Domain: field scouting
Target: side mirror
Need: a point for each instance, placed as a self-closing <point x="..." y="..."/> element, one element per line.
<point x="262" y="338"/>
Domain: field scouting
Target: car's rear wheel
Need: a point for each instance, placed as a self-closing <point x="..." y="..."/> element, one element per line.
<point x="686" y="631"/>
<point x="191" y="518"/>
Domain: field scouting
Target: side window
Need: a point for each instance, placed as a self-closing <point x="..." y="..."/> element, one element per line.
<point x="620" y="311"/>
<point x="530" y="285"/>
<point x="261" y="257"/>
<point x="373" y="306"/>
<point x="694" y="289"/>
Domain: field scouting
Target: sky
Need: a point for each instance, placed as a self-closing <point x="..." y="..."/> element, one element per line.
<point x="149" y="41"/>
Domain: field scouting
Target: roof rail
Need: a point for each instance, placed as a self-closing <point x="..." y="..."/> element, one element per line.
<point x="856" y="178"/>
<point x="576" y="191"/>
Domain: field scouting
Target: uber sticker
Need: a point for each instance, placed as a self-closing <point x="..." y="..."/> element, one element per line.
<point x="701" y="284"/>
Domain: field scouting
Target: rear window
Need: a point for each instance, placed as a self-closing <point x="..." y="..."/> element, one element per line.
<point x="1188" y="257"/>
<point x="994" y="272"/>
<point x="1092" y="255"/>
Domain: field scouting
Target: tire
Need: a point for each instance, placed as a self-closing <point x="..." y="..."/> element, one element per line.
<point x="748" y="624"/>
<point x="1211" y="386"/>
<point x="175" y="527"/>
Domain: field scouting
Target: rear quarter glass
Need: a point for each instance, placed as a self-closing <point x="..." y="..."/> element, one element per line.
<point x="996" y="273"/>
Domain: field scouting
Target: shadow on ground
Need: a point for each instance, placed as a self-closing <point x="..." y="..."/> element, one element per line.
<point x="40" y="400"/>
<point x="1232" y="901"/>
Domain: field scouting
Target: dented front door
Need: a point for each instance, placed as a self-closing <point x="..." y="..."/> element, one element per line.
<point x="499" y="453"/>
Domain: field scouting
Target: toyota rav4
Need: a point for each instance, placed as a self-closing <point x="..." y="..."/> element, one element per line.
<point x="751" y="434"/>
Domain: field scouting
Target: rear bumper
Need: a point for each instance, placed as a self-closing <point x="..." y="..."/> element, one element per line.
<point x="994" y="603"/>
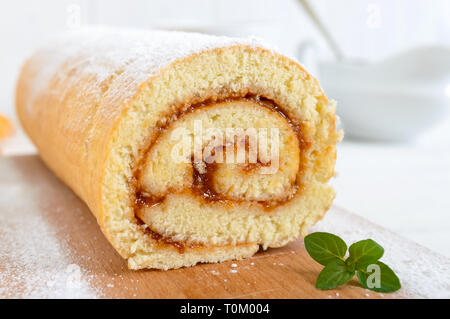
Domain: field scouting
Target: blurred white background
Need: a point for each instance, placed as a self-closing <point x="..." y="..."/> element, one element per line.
<point x="402" y="186"/>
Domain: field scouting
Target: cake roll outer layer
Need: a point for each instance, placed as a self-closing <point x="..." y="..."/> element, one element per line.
<point x="99" y="104"/>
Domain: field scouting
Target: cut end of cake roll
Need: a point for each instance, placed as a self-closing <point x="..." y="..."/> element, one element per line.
<point x="224" y="148"/>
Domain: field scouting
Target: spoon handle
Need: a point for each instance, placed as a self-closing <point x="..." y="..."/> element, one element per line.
<point x="323" y="30"/>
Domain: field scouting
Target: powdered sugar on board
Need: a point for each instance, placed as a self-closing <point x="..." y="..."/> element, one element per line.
<point x="51" y="246"/>
<point x="35" y="261"/>
<point x="422" y="272"/>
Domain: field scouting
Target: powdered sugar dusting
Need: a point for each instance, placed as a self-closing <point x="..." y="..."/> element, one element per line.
<point x="422" y="272"/>
<point x="102" y="52"/>
<point x="33" y="263"/>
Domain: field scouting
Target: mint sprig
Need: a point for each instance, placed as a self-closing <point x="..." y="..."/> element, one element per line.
<point x="329" y="250"/>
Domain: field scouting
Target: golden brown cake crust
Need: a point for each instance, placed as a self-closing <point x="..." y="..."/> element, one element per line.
<point x="74" y="116"/>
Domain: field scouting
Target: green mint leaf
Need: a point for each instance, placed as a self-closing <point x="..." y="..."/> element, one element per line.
<point x="334" y="274"/>
<point x="325" y="247"/>
<point x="379" y="279"/>
<point x="363" y="253"/>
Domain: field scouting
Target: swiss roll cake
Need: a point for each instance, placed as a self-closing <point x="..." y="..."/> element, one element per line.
*-*-*
Your copy should repeat each entry above exactly but contain no pictures.

§ **ANSWER FOR THE TASK**
Domain: field scouting
Target: side mirror
Need: a point for each instance, placed as a self-closing <point x="..." y="..."/> element, one element per line.
<point x="262" y="338"/>
Domain: field scouting
Target: car's rear wheel
Need: a point for each instance, placed as a self-closing <point x="..." y="..."/> element, one element per line.
<point x="686" y="631"/>
<point x="191" y="518"/>
Domain: field scouting
Target: side window
Need: a point for each instance, placed as a self-closing <point x="..." y="..."/> element, one element per line.
<point x="620" y="311"/>
<point x="530" y="285"/>
<point x="261" y="257"/>
<point x="373" y="306"/>
<point x="694" y="289"/>
Domain: field scouting
Target: sky
Need: a point for each instance, placed as a self-closing <point x="..." y="..."/> element, one element per line.
<point x="149" y="41"/>
Domain: field scouting
Target: roof rail
Need: a point for each instance, placed as a self-closing <point x="..." y="..."/> element, one element per line.
<point x="856" y="178"/>
<point x="576" y="191"/>
Domain: field scouting
Target: uber sticker
Need: a point for each instance, placed as a self-closing <point x="..." y="..."/> element, one element per line.
<point x="701" y="284"/>
Domain: field scouting
Target: rear window
Need: a point for each instance, placed as a self-closing <point x="..." y="..."/> element, one element per line.
<point x="1188" y="257"/>
<point x="994" y="272"/>
<point x="1092" y="255"/>
Domain: field scouting
Target: tire
Need: a point for each instance, placed as a self-closing <point x="..." y="..."/> element, one element per line.
<point x="748" y="624"/>
<point x="1211" y="386"/>
<point x="175" y="527"/>
Domain: field scouting
Target: rear quarter glass
Need: a point for each instance, placed as a self-closing <point x="..." y="..."/> element, one element per line.
<point x="996" y="273"/>
Domain: field scouting
Target: shadow on ground
Need: a point for each instance, placed as a self-closing <point x="..." y="..."/> element, one element per line.
<point x="40" y="400"/>
<point x="1232" y="901"/>
Domain: field scouting
Target: dented front door
Need: a point for each instance, placed as a self-closing <point x="..." y="..."/> element, one element per line.
<point x="499" y="453"/>
Domain: field scouting
Target: toyota rav4
Need: a point for each instance, placed as a self-closing <point x="..." y="..."/> element, one element per line.
<point x="751" y="434"/>
Domain: field scouting
Target: rear bumper
Need: a point for each instance, placed as a self-closing <point x="..." y="..."/> element, one element per line.
<point x="994" y="603"/>
Domain: field scouting
Target: blurred white background
Need: a point for each instance, placed as a self-closing <point x="..." y="..."/> element, one element per line.
<point x="402" y="186"/>
Domain: field scouting
Target: cake roll outer layer
Need: a point for each instance, placed as a self-closing <point x="..." y="..."/> element, one element per line.
<point x="99" y="104"/>
Domain: field scouting
Target: cut end of cake roll
Need: a point for each instance, placed as a self-closing <point x="..." y="..."/> element, one element per line.
<point x="224" y="148"/>
Domain: field scouting
Target: spoon handle
Need: a point for each instance, placed as a self-closing <point x="..." y="..."/> element, one element per line.
<point x="323" y="30"/>
Domain: field scouting
Target: powdered sugar on board
Need: a point for each instance, placed as a self-closing <point x="..." y="..."/> element, one element per line.
<point x="51" y="246"/>
<point x="35" y="261"/>
<point x="422" y="272"/>
Domain: field scouting
Target: powdered sugar dusting
Need: a point for each instance, placed as a self-closing <point x="..." y="..."/> element, one element per line.
<point x="422" y="272"/>
<point x="102" y="52"/>
<point x="33" y="263"/>
Domain: field scouting
Target: mint sprig
Need: a point for each instance, placed as a self-closing <point x="..." y="..."/> element, one element per line.
<point x="329" y="250"/>
Domain: field scouting
Target: golden brown cake crust
Need: a point for each instance, placed as a self-closing <point x="..." y="..."/> element, one element per line.
<point x="74" y="116"/>
Domain: field scouting
Target: green mint leaf
Need: a point for each instance, placed as a self-closing <point x="..." y="..."/> element, one element per line.
<point x="334" y="274"/>
<point x="325" y="247"/>
<point x="379" y="279"/>
<point x="363" y="253"/>
Domain: field scouting
Target: swiss roll cake
Need: a point for each instance, placed as a self-closing <point x="..." y="..."/> element, one element per line.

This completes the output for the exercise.